### Exercise details
Please list, in order, each stage of the first candidate's hiring process that the piece on workplace manners below describes before he went AWOL.

### Passage for review
This week I observed a couple of situations which made me think more deeply about manners and why it’s so important in the workplace. Let me tell you about the first situation.
I observed one of my team grappling with the inauthenticity of a candidate that he placed into a role, or at least thought he had! The candidate met the consultant, attended two interviews with our client, forwarded references for the consultant to take and was then subsequently offered the role, which he accepted. He impressed as honest, hard working and reliable. However, he then went AWOL. The Selection Partners consultant tried their best to email, text and call the person, to confirm the start date to his client. Via text the candidate alleged he was sick and couldn’t speak. Long story short, he blatantly lied to the consultant pretending he was sick (even to the extent of saying he was in hospital) whilst he was meeting with his current employer negotiating a salary rise to then stay.
The recruiter was pragmatic he understands that counter offers happen, he was relaxed about that, however he was so disappointed by the behaviour of the candidate. Avoiding contact then ultimately communicating his rejection of the offer in a text is rude and extremely disrespectful to both the consultant and ultimately our client.
The second situation again involves a candidate. This week a client of ours was interviewing in our lovely new boardroom in the city. The first interview was at 8am on Wednesday morning. Both the client and the consultant (a different one this time) were there ready to go at 7.50am, coffee in hand. Only no candidate. No phone call to apologise, or reschedule – no text, no email. The candidate pretended up until the night before that they were keen for the role and looked forward to the interview. Our consultant was devastated as was the client.
I know candidates often complain about recruiters, however when you see recruiters going out of their way to help their candidates, such as these two did its very disappointing when candidates behave in this way. Manners matter at all times, if either of these candidates had given the recruiter the courtesy of an honest conversation, both they and the recruiter would have felt better. A shout out to anyone we deal with. Our recruiters have your best interests at heart, if this means you stay in your current job that’s fine, we will find someone else who wants the job. If you have changed your mind for an interview or are running late – we understand and will work around that.
My question to these two people is where else are you not being honest or avoiding conversations you really should have and how well is that working out for you?

### Dataset excerpt

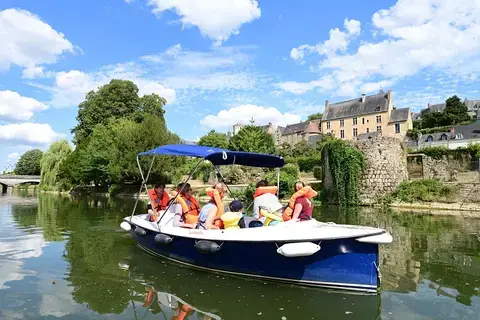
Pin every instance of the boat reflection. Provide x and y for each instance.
(184, 293)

### Problem solution
1. He met the consultant.
2. He attended two interviews with the client.
3. He forwarded references for the consultant to take.
4. He was offered the role.
5. He accepted the role.